Required task: Using the article on the Kirghiz SSR anthem, explain why the anthem's lyrics were changed in the 1950s.

Kyrgyz SSR Mamlekettik gimni
- Former regional anthem of the Kirghiz Soviet Socialist Republic Former national anthem of Kyrgyzstan
- Lyrics: Kubanychbek Malikov, Tugelbai Sydykbekov, Mukanbet Toktobaev, and Aaly Tokombaev
- Music: Vladimir Vlasov, Abdylas Maldybaev and Vladimir Fere, 1946
- Adopted: 1946
- Readopted: 1991 (without lyrics)
- Relinquished: 1991 (with lyrics) 1992 (music only)
- Succeeded by: National Anthem of the Kyrgyz Republic

Audio sample
- Vocal renditionfile; help;

= Anthem of the Kirghiz Soviet Socialist Republic =

The State Anthem of the Kirghiz SSR (Note: Кыргыз Советтик Социалисттик Республикасынын Мамлекеттик Гимни) was the regional anthem of the Kirghiz Soviet Socialist Republic, a constituent republic of the Soviet Union. After the dissolution of the Soviet Union in 1991, the anthem has since been replaced by the State Anthem of the Kyrgyz Republic.

==History==
The music was composed by Vladimir Vlasov, Abdylas Maldybaev and Vladimir Fere, and the lyrics were written by Kubanychbek Malikov, Tulgebai Sydykbekov, Mukanbet Toktobaev, and Aaly Tokombaev.

The anthem was used between 1946 and 1992. During de-Stalinisation in the 1950s, the lyrics were changed to remove references to Stalin. When Kyrgyzstan became independent on 31 August 1991, lyrics were removed and only the melody of the Kirghiz SSR remained in use for a short period of time. On 18 December 1992, a new anthem was officially adopted by the Supreme Council of Kyrgyzstan.

Object position labeling entries:
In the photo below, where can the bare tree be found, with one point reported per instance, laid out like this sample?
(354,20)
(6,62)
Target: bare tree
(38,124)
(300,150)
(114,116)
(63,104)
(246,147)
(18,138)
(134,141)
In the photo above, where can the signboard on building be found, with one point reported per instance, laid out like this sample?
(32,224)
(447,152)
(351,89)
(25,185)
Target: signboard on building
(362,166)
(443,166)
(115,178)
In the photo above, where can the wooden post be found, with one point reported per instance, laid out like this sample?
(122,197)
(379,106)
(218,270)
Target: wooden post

* * *

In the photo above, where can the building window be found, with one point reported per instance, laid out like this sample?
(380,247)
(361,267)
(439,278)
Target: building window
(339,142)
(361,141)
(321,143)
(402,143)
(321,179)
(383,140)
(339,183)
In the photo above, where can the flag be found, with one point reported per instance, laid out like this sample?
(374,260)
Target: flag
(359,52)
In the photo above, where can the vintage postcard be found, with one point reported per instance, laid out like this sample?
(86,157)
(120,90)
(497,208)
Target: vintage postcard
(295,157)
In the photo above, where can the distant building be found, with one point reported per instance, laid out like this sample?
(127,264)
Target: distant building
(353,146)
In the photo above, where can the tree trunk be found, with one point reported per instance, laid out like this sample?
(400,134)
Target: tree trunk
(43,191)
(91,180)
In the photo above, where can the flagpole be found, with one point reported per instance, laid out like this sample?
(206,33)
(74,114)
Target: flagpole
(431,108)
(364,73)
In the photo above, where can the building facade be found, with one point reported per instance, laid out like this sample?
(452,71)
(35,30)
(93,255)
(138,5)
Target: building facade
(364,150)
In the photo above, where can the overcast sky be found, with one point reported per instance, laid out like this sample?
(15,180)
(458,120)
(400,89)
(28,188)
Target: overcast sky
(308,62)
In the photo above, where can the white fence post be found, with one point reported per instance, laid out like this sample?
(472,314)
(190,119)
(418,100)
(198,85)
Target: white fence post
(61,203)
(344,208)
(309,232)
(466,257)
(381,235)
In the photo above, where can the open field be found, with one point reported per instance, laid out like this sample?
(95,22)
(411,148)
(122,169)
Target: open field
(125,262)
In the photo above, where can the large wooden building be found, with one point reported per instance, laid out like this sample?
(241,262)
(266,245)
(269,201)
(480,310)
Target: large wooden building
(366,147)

---

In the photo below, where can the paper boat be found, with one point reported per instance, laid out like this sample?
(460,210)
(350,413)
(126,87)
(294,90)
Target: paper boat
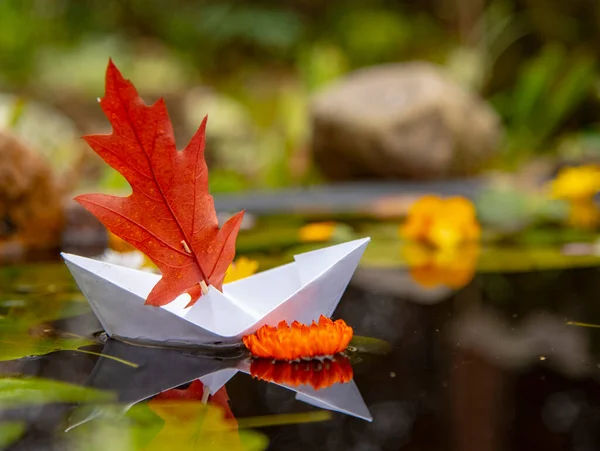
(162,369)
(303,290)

Task result: The lyrics were changed during de-Stalinisation in the 1950s to remove references to Stalin.